→ **Task requirements**:
Print the lines of the listing below word for word, from the line containing "black baseball cap." through the line containing "(1023, 655)", both included.

___ Supplied data

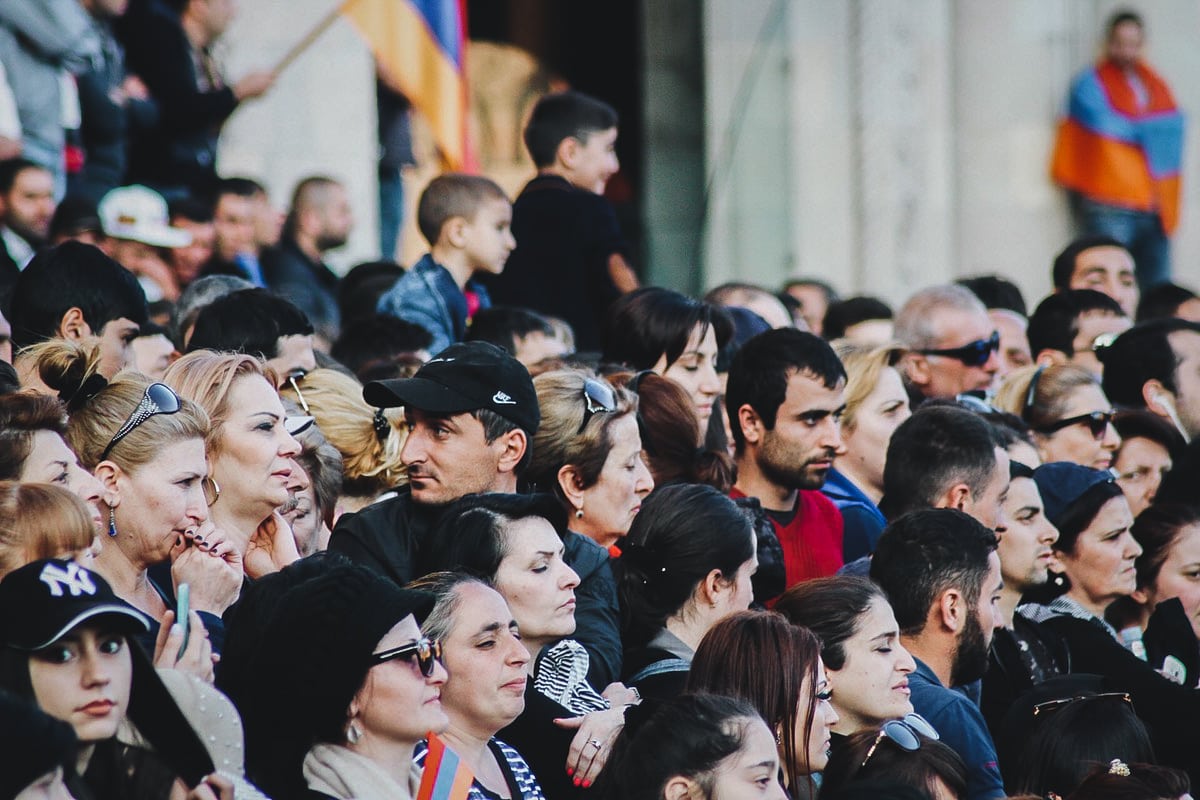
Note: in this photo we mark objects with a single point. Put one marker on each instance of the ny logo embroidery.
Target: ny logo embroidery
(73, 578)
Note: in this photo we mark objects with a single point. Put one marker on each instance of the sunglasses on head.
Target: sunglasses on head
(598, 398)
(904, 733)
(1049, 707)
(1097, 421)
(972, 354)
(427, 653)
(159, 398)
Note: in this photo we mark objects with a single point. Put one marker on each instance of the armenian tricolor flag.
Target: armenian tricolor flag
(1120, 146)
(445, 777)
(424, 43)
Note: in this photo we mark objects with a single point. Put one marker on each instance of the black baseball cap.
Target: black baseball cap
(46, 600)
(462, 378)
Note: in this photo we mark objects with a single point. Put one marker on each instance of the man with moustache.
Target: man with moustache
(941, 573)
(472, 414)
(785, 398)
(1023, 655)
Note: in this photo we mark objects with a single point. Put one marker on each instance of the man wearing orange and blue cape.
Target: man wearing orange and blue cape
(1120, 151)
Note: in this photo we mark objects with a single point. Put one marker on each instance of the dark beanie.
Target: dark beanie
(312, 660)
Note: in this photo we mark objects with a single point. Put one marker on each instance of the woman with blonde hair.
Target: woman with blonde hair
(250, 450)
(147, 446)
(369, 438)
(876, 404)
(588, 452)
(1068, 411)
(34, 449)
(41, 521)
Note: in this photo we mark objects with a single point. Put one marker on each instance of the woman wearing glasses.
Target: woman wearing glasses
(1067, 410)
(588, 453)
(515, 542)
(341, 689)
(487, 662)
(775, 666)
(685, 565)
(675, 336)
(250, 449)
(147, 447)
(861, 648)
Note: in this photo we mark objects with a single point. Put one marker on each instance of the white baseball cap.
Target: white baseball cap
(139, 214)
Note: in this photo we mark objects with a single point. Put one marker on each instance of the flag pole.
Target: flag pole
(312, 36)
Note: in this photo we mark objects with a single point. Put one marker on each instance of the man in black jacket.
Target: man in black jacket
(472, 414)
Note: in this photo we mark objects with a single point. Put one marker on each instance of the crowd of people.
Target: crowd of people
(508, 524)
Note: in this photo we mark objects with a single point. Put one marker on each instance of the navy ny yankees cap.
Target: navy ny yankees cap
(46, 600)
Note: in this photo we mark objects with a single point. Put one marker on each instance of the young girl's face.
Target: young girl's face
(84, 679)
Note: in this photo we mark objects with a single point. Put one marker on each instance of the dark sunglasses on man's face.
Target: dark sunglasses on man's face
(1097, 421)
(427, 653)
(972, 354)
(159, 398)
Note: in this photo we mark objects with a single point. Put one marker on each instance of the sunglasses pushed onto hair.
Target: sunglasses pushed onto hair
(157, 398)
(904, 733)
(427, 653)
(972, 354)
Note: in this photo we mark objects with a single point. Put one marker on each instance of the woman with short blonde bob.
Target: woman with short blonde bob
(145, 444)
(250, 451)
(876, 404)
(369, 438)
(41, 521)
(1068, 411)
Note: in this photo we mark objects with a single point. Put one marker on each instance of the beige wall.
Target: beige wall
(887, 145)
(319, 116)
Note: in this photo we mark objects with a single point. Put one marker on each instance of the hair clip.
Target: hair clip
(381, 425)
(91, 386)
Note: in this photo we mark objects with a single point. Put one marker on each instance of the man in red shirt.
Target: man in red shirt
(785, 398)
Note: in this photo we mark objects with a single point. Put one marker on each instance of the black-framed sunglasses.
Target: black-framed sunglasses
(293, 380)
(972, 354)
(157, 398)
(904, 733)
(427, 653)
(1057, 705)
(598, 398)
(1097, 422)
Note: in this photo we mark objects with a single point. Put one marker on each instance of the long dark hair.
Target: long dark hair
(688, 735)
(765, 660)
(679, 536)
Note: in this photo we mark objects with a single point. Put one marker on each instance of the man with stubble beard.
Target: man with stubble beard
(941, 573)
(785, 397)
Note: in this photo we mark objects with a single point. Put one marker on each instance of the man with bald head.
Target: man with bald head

______

→ **Task response**:
Note: in this photo we mark objects with a single point. Put one marker on each instance of the black baseball cap.
Target: black baseball cap
(46, 600)
(462, 378)
Note: in this photo we mark objects with a single point. Put one marker on each instance of the man with moustache.
Target: man with moustache
(941, 573)
(472, 414)
(785, 398)
(1023, 655)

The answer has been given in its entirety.